**** Tekstfragment

Plenair Sent bij behandeling Wet verdringingstoets



Verslag van de vergadering van 6 maart 2018 (2017/2018 nr. 21)

Status: gecorrigeerd

Aanvang: 14.31 uur


Bekijk de video van deze spreekbeurt

Mevrouw Sent i (PvdA):

Dank u wel, voorzitter. Vandaag behandelen wij het initiatiefwetsvoorstel van het Tweede Kamerlid Karabulut. Graag wil ik haar namens mijn fractie bedanken voor het harde werk dat zij hiervoor heeft verricht. Wij steunen het doel van haar wetsvoorstel. Met de initiatiefneemster is de PvdA van mening dat werknemers in loondienst en zelfstandigen zonder personeel beschermd dienen te worden tegen oneerlijke concurrentie door onbetaalde of laagbetaalde krachten. De antwoorden op onze schriftelijke vragen hebben mijn fractie er echter nog niet van overtuigd dat het wetsvoorstel het juiste middel is om dat doel te bereiken. Graag maken wij dan ook gebruik van de gelegenheid om plenair met de initiatiefneemster en met de staatssecretaris hierover van gedachten te wisselen.

Voorzitter. Een fatsoenlijke arbeidsmarkt, dat is waar de PvdA voor knokt: een arbeidsmarkt waar mensen niet worden gezien als kostenpost waarop je zo veel mogelijk bezuinigt, maar als het grootste kapitaal van een bedrijf, waarin je juist investeert. Onderbetaling, oneerlijke concurrentie en ongewenste verdringing moeten worden aangepakt. Soms kan verdringing gewenst zijn. Als je mensen een kans geeft om een plek te krijgen op de arbeidsmarkt, ga je al snel verdringen, zo constateert mijn fractie. Het gaat er volgens ons dus niet om of je wel of niet verdringt, maar of er sprake is van ongewenste verdringing. Immers, bij gelijke kansen voor mannen en vrouwen wordt de kans voor mannen kleiner en is er dus sprake van verdringing. De meesten onder ons zullen dit juist positief waarderen. Dit geldt voor alle vormen van het vergroten van kansen van mensen die nu een afstand tot de arbeidsmarkt hebben. Verdringing wordt een probleem als zij leidt tot nieuwe voorkeursposities omdat meer dan de achterstand wordt gecompenseerd.

********

Pak alsjeblieft de toespraak over de Wet verdringingstoets op na de laatste zin en schrijf verder.

**** Verzamelde gegevens

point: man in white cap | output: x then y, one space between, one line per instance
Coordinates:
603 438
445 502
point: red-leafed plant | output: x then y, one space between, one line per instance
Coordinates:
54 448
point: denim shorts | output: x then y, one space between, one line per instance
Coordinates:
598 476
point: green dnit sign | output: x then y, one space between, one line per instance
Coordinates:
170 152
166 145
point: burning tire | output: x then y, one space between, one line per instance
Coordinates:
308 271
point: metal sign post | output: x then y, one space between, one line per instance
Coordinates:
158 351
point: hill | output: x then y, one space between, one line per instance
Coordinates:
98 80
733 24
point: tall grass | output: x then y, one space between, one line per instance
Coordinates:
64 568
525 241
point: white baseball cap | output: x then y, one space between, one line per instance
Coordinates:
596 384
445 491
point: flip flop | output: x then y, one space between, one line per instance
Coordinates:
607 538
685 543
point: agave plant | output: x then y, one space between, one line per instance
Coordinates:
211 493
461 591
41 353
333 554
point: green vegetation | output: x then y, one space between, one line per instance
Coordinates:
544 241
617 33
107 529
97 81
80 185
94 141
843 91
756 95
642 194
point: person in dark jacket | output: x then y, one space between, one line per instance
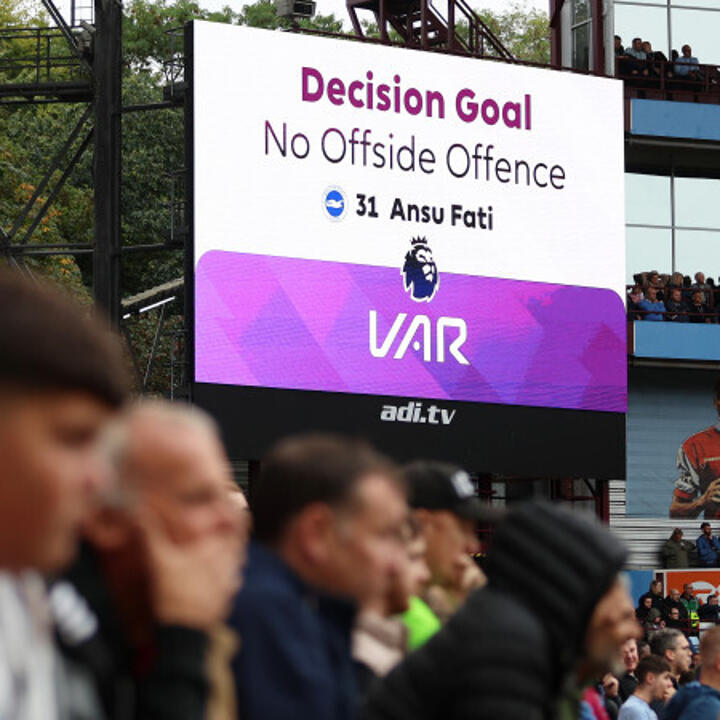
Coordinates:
710 611
655 595
700 700
674 550
629 680
552 603
328 517
708 546
157 571
673 601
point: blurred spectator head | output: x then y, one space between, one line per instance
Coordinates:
710 649
612 624
61 376
334 510
630 655
672 645
654 673
444 502
172 470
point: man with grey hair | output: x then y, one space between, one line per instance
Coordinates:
671 644
157 571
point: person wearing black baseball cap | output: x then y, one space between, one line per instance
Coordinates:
443 500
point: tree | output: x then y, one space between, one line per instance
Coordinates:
525 33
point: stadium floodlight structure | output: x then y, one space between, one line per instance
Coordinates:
295 9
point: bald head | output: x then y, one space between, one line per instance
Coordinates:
170 461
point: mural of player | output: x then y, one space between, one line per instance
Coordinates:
697 488
420 271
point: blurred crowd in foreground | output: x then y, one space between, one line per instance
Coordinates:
136 584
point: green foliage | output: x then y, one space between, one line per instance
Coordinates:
525 33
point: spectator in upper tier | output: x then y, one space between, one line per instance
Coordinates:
676 307
328 517
674 550
621 57
673 601
634 298
655 58
629 680
443 500
701 284
688 599
655 595
700 700
672 645
380 638
699 311
652 308
507 653
673 620
687 65
638 62
654 682
643 609
710 611
708 546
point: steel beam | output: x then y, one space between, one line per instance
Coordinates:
107 164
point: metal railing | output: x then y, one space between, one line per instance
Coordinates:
662 76
37 55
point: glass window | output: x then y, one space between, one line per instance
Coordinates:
697 202
648 249
700 29
697 250
581 47
648 23
647 199
709 4
581 10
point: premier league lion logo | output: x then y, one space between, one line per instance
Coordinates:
420 271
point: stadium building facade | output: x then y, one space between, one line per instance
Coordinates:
672 180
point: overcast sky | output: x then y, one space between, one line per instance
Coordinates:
325 7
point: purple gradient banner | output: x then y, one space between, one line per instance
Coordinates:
313 325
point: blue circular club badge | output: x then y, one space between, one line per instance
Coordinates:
334 203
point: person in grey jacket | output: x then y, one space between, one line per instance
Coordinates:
674 550
553 611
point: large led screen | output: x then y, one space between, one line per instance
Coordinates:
430 233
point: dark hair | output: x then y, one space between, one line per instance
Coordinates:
651 664
48 342
310 469
664 640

********

Geschreven antwoord:
Voorzitter. Mijn fractie plaatst vraagtekens bij de noodzaak van het voorliggende wetsvoorstel. De gemeente Uden, bijvoorbeeld, heeft de afgelopen coalitieperiode ruim 500 mensen weten te begeleiden naar betaald werk. Nooit is ongewenste verdringing aan de orde geweest. Dat is ook niet zo verwonderlijk. De doelgroep, met een loonwaarde tussen de 30% en 70%, is qua competenties immers niet vergelijkbaar met reguliere werknemers. Met allerlei financiële ondersteuningsmaatregelen zouden zij goedkoper zijn dan mensen die tegen het minimumloon werken. Meent de initiatiefneemster dat een werkgever, gezien de andere competenties, op basis hiervan duurdere krachten gaat wegsturen? Dat is niet de ervaring in Uden. Werkgevers nemen mensen van de gemeentelijke doelgroep aan vanuit sociaal-maatschappelijke overwegingen. Tal van ondernemingen en overheden zijn aangesloten bij de stichting Aan het werk, met als doel mensen met een mindere loonwaarde in hun bestand op te nemen en aan het werk te krijgen, en dat met verbluffende resultaten. Maar ik loop vooruit op mijn laatste punt en wil eerst nog stilstaan bij een aantal andere onderwerpen, waaronder de uitvoerbaarheid van het voorliggende wetsvoorstel.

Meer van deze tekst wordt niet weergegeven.